-- begin Records supplied --

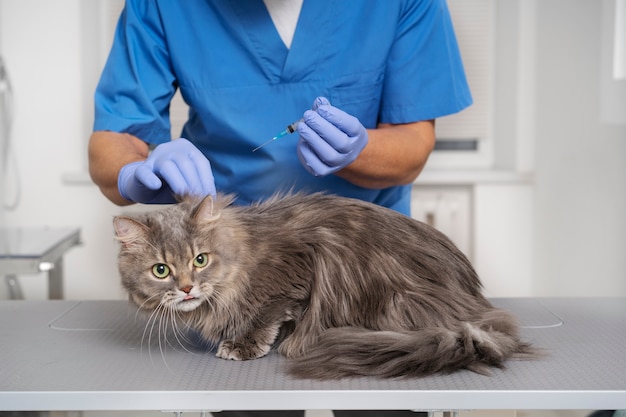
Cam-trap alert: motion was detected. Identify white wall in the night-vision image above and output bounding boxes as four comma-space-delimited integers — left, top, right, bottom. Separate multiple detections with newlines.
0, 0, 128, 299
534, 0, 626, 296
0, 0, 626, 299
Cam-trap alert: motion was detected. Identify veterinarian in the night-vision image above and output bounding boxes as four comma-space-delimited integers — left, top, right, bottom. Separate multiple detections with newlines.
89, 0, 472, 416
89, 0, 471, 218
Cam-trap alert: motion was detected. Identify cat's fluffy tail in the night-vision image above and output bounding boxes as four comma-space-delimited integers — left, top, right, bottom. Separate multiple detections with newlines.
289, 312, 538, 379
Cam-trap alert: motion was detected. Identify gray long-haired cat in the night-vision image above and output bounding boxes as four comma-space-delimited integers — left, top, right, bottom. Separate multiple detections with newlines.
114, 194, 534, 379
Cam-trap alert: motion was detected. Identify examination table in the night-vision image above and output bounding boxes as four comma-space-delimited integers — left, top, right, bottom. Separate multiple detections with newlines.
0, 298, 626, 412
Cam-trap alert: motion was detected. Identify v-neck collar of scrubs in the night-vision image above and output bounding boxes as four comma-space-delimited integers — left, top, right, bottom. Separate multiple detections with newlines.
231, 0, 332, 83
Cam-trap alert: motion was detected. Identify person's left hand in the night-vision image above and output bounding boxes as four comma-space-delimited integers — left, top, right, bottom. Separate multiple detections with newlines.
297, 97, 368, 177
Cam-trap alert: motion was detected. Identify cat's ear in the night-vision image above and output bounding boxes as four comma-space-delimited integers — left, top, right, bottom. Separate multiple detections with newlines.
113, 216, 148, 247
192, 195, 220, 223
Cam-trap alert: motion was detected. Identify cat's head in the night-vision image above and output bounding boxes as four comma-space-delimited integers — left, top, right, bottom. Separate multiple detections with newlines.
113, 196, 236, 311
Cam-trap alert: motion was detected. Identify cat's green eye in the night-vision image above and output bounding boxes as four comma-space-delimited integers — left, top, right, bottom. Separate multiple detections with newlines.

-- end Records supplied --

**Set task:** Can you copy the listing above word for word, leaving out the pictures?

**Solution for this problem:**
Cam-trap alert: motion was detected. Identify white wall in the night-vision image above and output bounding boxes as four comma-space-delimited integers — left, top, right, bottom. Separate multiple detections with newlines.
0, 0, 128, 299
534, 0, 626, 296
0, 0, 626, 299
Cam-trap alert: motion was detected. Identify veterinarian in the night-vision image above and output bounding boxes as four comma-space-delimited integers — left, top, right, bottom. Separate multiple detections with newlines.
89, 0, 472, 416
89, 0, 471, 218
Cam-trap alert: motion was detected. Identify cat's fluffy tail in the night-vision image above and output bounding boxes as four comma-space-delimited integers — left, top, right, bottom. Separate multiple detections with newlines.
289, 312, 538, 379
Cam-trap alert: motion was detected. Identify gray long-haired cat in the night-vision image above and output bounding boxes as four comma-space-delimited integers — left, top, right, bottom. Separate multiple detections with newlines.
114, 194, 534, 379
Cam-trap alert: motion was detected. Identify examination table in the night-vision image above and output bounding boxes as four comma-space-delimited integers — left, top, right, bottom. Separate multiple detections with newlines.
0, 298, 626, 412
Cam-trap alert: motion was detected. Identify v-neck collar of scrubs in the night-vision image above and output bounding boxes as four comma-space-delimited integers — left, top, right, bottom. Separate multiple detections with newlines.
231, 0, 332, 83
Cam-trap alert: motion was detected. Identify person's left hand in the night-vision image above and output bounding boxes as four comma-space-delimited integers — left, top, right, bottom. Separate multiple detections with newlines.
297, 97, 368, 177
Cam-trap alert: motion was detected. Identify cat's ear in the night-vision image above and output bounding boxes as four comma-space-delimited integers — left, top, right, bottom. Separate multiple detections with newlines.
113, 216, 148, 247
192, 195, 220, 223
Cam-trap alert: motion was detected. Identify cat's head in the night-vision image above and output bounding boxes as four comma-space-delimited integers — left, top, right, bottom. Separate multiple detections with newlines.
113, 196, 236, 311
Cam-trap alert: motion was detected. Identify cat's green eye in the night-vision image above and output bounding boxes as four comma-space-delimited integers — left, top, right, bottom. Separate multiple detections with newlines.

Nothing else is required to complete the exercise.